Challenge :: Continue the guide on wrapping Python packages as R functions, starting right after its last sentence.

— Start of Source text —

Wrapping Python packages

The following tools help generate R functions that wrap Python functions along with reference documentation (.Rd files) for the wrapper functions. The R documentation is generated from the Sphinx-based Python docstrings.

Prequisites:

  • The Python package is downloaded and installed on the machine
  • The Python package is available on Python search path

A Python package may have multiple modules, each with its own namespace. Each module has its own functions, classes, and variables. Each function or class has its own local namespace. In R, all functions and classes within the same package share a package namespace. To avoid the namespace collisions and allow customization to the wrapping package, we provide the following functions to help you pick which modules, functions, and classes to expose in R:

  • generateRWrappers
  • generateRdFiles

The .Rd file generation must be invoked at the time the package is built, not at the time the package is loaded. The R function and constructor wrappers must be invoked at the time the package is loaded.

Examples:

In this example, I will demonstrate how we generate the synapser and the synapserutils packages by wrapping the Python package synapsePythonClient.

The synapseutils module in synapsePythonClient package has the following structure:

    module: synapseutils
        module: copy
            function: copy
            function: copyWiki
            function: copyFileHandles
        module: sync
            function: syncToSynapse
            function: syncFromSynapse
        module: monitor
            function: notifyMe

Expose all functions and classes within a Python module

Generate .Rd files

To generate the R package synapserutils, our first attempt is to expose all functions under the synapseutils Python module.

In the synapserutils package, we add a configure file with the following content:

#!/bin/sh

export PWD_FROM_R=${ALT_PWD-`pwd`}

# build the .Rd files
Rscript --vanilla path/to/createRdFiles.R $PWD_FROM_R

Where createRdFiles.R is an R script we add to the package, containing the code to generate the .Rd documentation files. The script invokes generateRdFiles as shown below:

args <- commandArgs(TRUE)
srcRootDir <- args[1]
generateRdFiles(srcRootDir,
                pyPkg = "synapseutils",
                container = "synapseutils")

Where:

  • srcRootDir is the path to synapserutils directory. The directory must exist prior to this call. generateRdFiles will create a folder auto-man and write the generated .Rd files in this folder.
  • pyPkg is the name of the Python package that needs to be imported, and
  • container is the name of the Python module, or class to be wrapped. This parameter can take the same value as pyPkg, a module or a class within the Python package. The value that is passed to container must be a fully qualified name.

Generate R wrappers

To generate R wrappers for Python functions and constructors, we need to add an .onLoad hook in the R package. This hook is defined in synapserutils/R/zzz.R file:

# For the R wrappers to be available in `synapserutils` package namespace,
# `setGeneric` must be defined in the `synapserutils` package. Therefore,
# we need to define it in `synapserutils` and pass it through `generateRWrappers`.
callback <- function(name, def) {
  setGeneric(name, def)
}

.onLoad <- function(libname, pkgname) {
  generateRWrappers(pyPkg = "synapseutils",
                    container = "synapseutils",
                    setGenericCallback = callback)
}

The values for pyPkg and container parameters to generateRWrappers() must match those parameters passed to generateRdFiles() so that the reference doc's match the generated R functions.

— End of Source text —
— Start of Source excerpt —

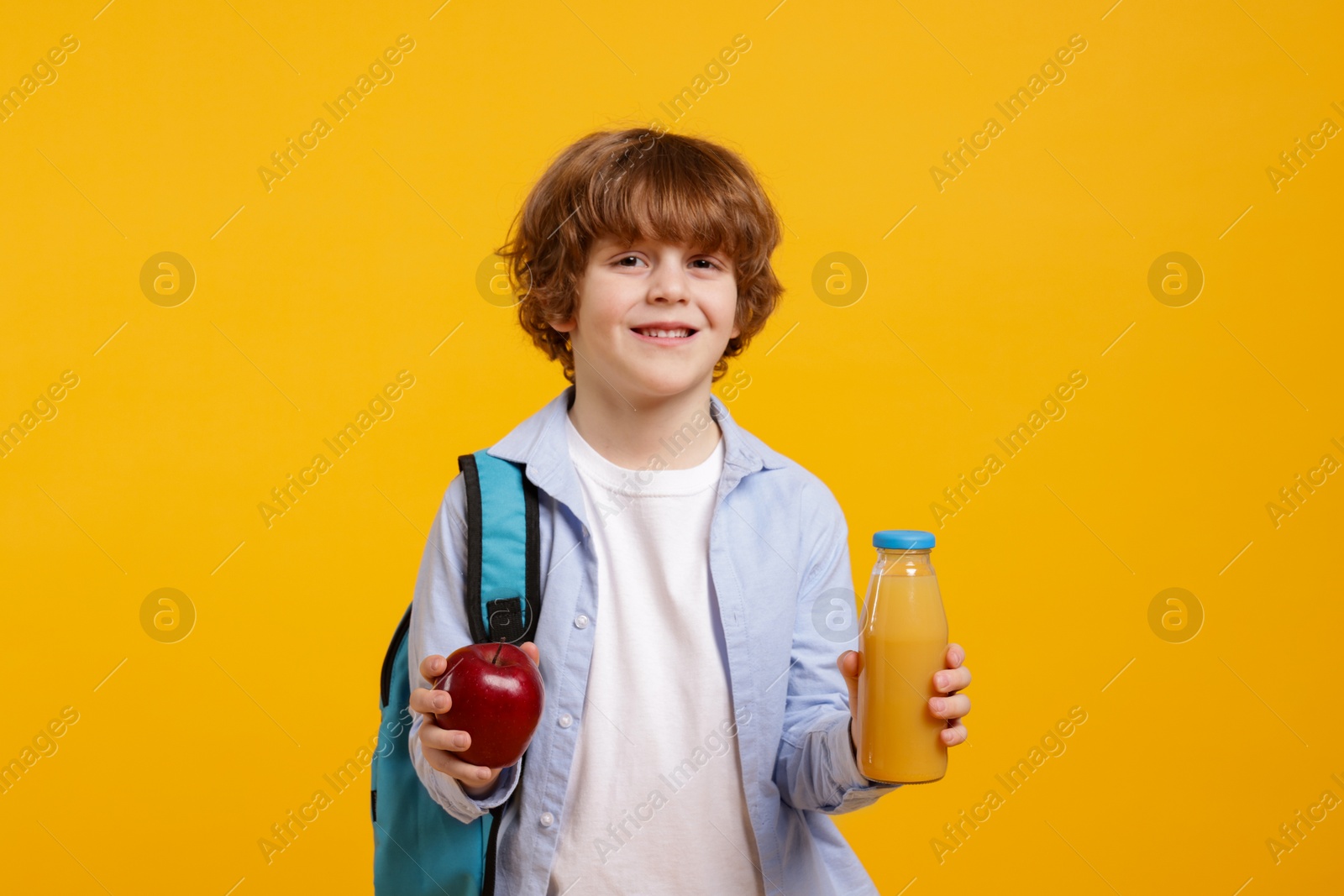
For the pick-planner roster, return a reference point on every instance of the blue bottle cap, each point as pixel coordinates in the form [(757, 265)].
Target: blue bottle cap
[(902, 539)]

— End of Source excerpt —

Exercise answer ::
For more information about how to use setGeneric, please view its reference documentation by:

?setGeneric

Expose a subset of functions within a Python module

For many reasons, some Python functions are meant to be used internally, and these do not need to be exposed in the R package. For example, notifyMe is a Python decorator, and can only be used for other Python functions.

Let's omit the following functions from synapseutils module:

  • copyFileHandles
  • notifyMe

We need to specify a function like selectFunctions below in shared.R, an .R script that can be accessed by both zzz.R and createRdFiles.R:

toOmit <- c("copyFileHandles", "notifyMe")
selectFunctions <- function(x) {
    if (any(x$name == toOmit)) {
        return(NULL)
    }
    x
}

Then from the R script that generates .Rd files, createRdFiles.R, we update generateRdFiles as follows:

generateRdFiles(srcRootDir,
                pyPkg = "synapseutils",
                container = "synapseutils",
                functionFilter = selectFunctions)

And from zzz.R, update generateRWrappers to maintain consistency as follows:

generateRWrappers(pyPkg = "synapseutils",
                  container = "synapseutils",
                  setGenericCallback = callback,
                  functionFilter = selectFunctions)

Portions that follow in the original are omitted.